* START *
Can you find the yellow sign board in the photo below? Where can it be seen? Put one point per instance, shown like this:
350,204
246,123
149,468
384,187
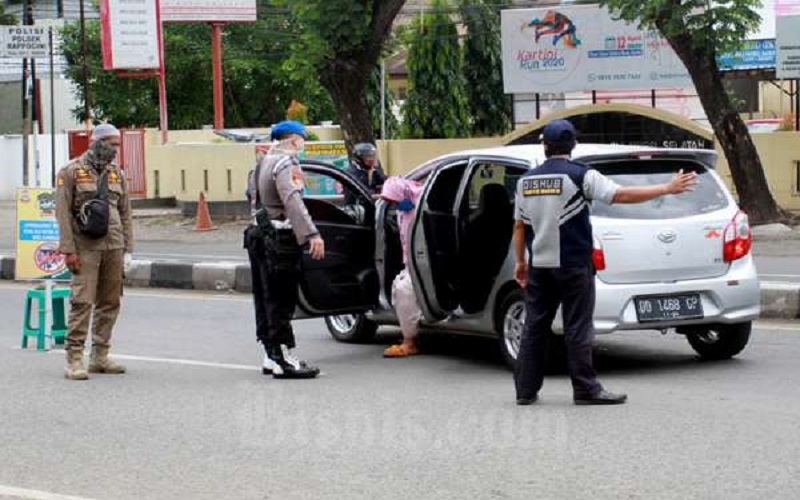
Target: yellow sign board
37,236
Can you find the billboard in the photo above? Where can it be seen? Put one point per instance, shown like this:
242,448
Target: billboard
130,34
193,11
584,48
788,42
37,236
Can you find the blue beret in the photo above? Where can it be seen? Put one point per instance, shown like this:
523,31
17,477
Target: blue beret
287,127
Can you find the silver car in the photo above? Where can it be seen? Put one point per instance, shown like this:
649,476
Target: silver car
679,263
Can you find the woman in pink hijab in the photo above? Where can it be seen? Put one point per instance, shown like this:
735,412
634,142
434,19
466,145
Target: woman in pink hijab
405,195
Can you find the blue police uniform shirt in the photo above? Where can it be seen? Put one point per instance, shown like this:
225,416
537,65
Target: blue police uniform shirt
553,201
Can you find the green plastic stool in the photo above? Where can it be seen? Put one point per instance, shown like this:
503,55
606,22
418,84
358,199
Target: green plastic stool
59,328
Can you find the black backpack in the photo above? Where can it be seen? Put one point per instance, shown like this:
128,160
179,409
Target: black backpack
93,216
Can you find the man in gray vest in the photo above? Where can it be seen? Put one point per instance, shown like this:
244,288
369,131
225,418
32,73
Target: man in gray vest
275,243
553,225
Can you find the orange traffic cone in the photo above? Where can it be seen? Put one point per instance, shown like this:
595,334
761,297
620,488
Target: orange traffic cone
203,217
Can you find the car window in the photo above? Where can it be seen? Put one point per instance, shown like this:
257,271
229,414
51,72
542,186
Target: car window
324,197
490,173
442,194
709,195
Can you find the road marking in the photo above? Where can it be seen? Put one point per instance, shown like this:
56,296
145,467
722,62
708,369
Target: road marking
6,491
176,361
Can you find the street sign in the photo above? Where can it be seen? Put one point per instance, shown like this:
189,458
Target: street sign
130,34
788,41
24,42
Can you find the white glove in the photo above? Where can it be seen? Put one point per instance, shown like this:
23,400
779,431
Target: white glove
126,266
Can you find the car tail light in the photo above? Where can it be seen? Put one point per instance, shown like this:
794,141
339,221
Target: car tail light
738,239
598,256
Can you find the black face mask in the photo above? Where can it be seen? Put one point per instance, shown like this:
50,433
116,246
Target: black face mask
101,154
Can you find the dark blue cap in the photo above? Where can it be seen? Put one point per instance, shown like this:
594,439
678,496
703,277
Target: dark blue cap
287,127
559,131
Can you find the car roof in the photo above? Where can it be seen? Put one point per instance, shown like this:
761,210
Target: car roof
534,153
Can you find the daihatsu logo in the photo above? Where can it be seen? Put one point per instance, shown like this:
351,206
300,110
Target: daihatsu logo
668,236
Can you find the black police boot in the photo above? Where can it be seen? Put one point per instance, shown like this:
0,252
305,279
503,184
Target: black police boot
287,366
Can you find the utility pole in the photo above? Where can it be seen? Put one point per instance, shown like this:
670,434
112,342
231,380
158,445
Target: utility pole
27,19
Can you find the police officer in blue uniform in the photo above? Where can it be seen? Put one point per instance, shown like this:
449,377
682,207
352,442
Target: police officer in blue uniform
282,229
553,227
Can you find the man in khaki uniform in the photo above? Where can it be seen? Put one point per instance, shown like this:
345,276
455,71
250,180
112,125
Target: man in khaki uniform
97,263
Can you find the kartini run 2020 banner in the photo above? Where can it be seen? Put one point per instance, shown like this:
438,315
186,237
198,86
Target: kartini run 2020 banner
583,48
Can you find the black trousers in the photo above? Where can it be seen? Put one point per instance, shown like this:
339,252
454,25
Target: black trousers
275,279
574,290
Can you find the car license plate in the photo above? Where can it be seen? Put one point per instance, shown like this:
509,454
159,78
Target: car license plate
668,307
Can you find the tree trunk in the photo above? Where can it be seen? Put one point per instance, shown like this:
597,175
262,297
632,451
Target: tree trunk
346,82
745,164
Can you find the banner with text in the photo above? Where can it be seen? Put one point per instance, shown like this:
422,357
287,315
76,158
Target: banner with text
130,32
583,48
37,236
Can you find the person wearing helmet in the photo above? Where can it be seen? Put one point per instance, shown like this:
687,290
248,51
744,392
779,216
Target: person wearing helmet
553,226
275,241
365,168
* END *
_TASK GOAL_
Render every line of the entries above as a JSON array of strings, one string per line, with blank lines dropped and the pictures omitted.

_WRITTEN SOLUTION_
[
  "Can you find the yellow sign board in the photo below? Where can it be seen? Put one point per instance, shown like this:",
  "350,204",
  "246,123",
  "149,468",
  "384,187",
  "Target: yellow sign board",
  "37,236",
  "Can you find the billboard in the photo above? Where can it be seen? Put one point per instance, shown like this:",
  "242,448",
  "Target: billboard",
  "130,34",
  "193,11",
  "584,48",
  "788,42",
  "37,236",
  "Can you find the blue beret in the photo above? Where can it be seen? Put one point per instance, shown like this:",
  "523,31",
  "17,477",
  "Target: blue beret",
  "287,127",
  "Can you find the silver car in the photo above? Where can it be seen? Put one point per instance, shown like this:",
  "649,476",
  "Target: silver car",
  "679,263",
  "Can you find the woman in pink hijab in the photo above? Where can it be seen? Put one point per instance, shown like this:",
  "735,412",
  "634,142",
  "434,19",
  "466,145",
  "Target: woman in pink hijab",
  "405,195",
  "Can you find the blue police uniform shirt in the photo above? Where can it be seen? Put one point per instance, shown like this:",
  "225,416",
  "537,65",
  "Target: blue police uniform shirt",
  "553,201",
  "Can you find the green plastic stool in the photo above? Where can it be seen? Put one point per instance, shown like this:",
  "503,55",
  "606,22",
  "418,84",
  "358,199",
  "Target: green plastic stool",
  "59,328",
  "Can you find the black backpack in the photo above? Where can it be seen? Put one point per instance, shown like this:",
  "128,160",
  "179,409",
  "Target: black backpack",
  "93,216",
  "Can you find the man in gray vest in the photo above? Where can it be seen? Put one point per instance, shown like this:",
  "244,288",
  "369,131",
  "225,418",
  "32,73",
  "Target: man in gray vest",
  "275,243",
  "553,225",
  "Can you find the orange traffic cone in the photo above? Where can it be seen? Put one point per instance, shown like this:",
  "595,334",
  "761,297",
  "620,488",
  "Target: orange traffic cone",
  "203,217",
  "Can you find the car window in the photo above? Where can it be seen? Put one point per instance, shown like this:",
  "257,271",
  "229,414",
  "51,72",
  "542,186",
  "Target: car window",
  "324,197",
  "490,173",
  "442,194",
  "709,195",
  "Can you find the road marking in the photo above? Where can it be seen? Put one point per instance, shown like this:",
  "56,296",
  "145,467",
  "722,62",
  "708,369",
  "Target: road marking",
  "6,491",
  "176,361",
  "Can you find the street sign in the photo above? Where can it be seen? Put one point per instance, shown like this:",
  "189,458",
  "Target: street sign",
  "130,34",
  "788,41",
  "24,42",
  "Can you find the white glove in the photo above? Where can it be seen? Put one point per instance, shown like this:",
  "23,400",
  "779,431",
  "Target: white glove",
  "126,266",
  "Can you find the car tail light in the photo above? Where can it be seen? Put one point per instance, shown like this:",
  "794,141",
  "339,221",
  "Target: car tail light",
  "738,239",
  "598,256",
  "Can you find the black face mask in the photo above? Where can it be seen? Put one point per instance, shown like this:",
  "50,433",
  "116,246",
  "Target: black face mask",
  "101,154",
  "Can you find the dark blue cap in the photo above? Where can it be seen? Put one point per instance, shown like this:",
  "594,439",
  "678,496",
  "703,277",
  "Target: dark blue cap",
  "287,127",
  "559,131",
  "Can you find the car roof in the photo above? Where can it be seen? Put one point per instance, shown like this:",
  "761,210",
  "Target: car roof",
  "534,153",
  "Can you find the daihatsu logo in the photo above? Where can it be seen? Put one point per instance, shown like this:",
  "351,206",
  "300,110",
  "Target: daihatsu logo",
  "668,236",
  "Can you find the black police boot in the photo above? Where can it be seen? Put one point per instance, shown like this:",
  "0,252",
  "305,279",
  "503,184",
  "Target: black police boot",
  "287,366",
  "Can you find the utility pole in the photo above? Where can it be seen? Put one point per instance, shown like this:",
  "670,434",
  "112,342",
  "231,380",
  "158,445",
  "Target: utility pole",
  "27,19",
  "Can you find the police officer in blue uniform in the photo above? Where can it be seen? Put one point per instance, shown like this:",
  "449,377",
  "682,207",
  "352,442",
  "Target: police officer in blue uniform",
  "282,229",
  "553,227",
  "Can you find the man in khaki uniform in the photo above? Where can it be seen? Put one point per instance, shown like this:",
  "345,276",
  "455,71",
  "250,180",
  "112,125",
  "Target: man in khaki uniform",
  "97,263",
  "Can you find the kartini run 2020 banner in the photo above? Where can it be seen? Put one point per instance, shown like this:",
  "438,315",
  "186,237",
  "198,86",
  "Target: kartini run 2020 banner",
  "583,48",
  "Can you find the black trousers in the photo above? Where can it be seen? Put one point per instance, shown like this:",
  "339,252",
  "454,25",
  "Target: black trousers",
  "275,279",
  "574,290",
  "Can you find the car license plate in the photo above? Where can it be seen? Put one point per instance, shown like this:",
  "509,454",
  "159,78",
  "Target: car license plate",
  "668,307",
  "Can you find the tree trunk in the photo above? Where can it be seen? Put one point per instance, shown like this:",
  "597,175",
  "262,297",
  "632,451",
  "Target: tree trunk",
  "346,82",
  "745,164",
  "Can you find the banner with text in the photo above? Where can it be seen? Put one point per instance, shown like this:",
  "422,357",
  "287,315",
  "76,158",
  "Target: banner with text",
  "130,32",
  "583,48",
  "37,236",
  "Can you find the person wearing helmet in the photo above? Where can it be seen? Put one point per instance, shown like this:",
  "687,290",
  "248,51",
  "744,392",
  "779,216",
  "Target: person wearing helmet",
  "553,226",
  "275,241",
  "365,168"
]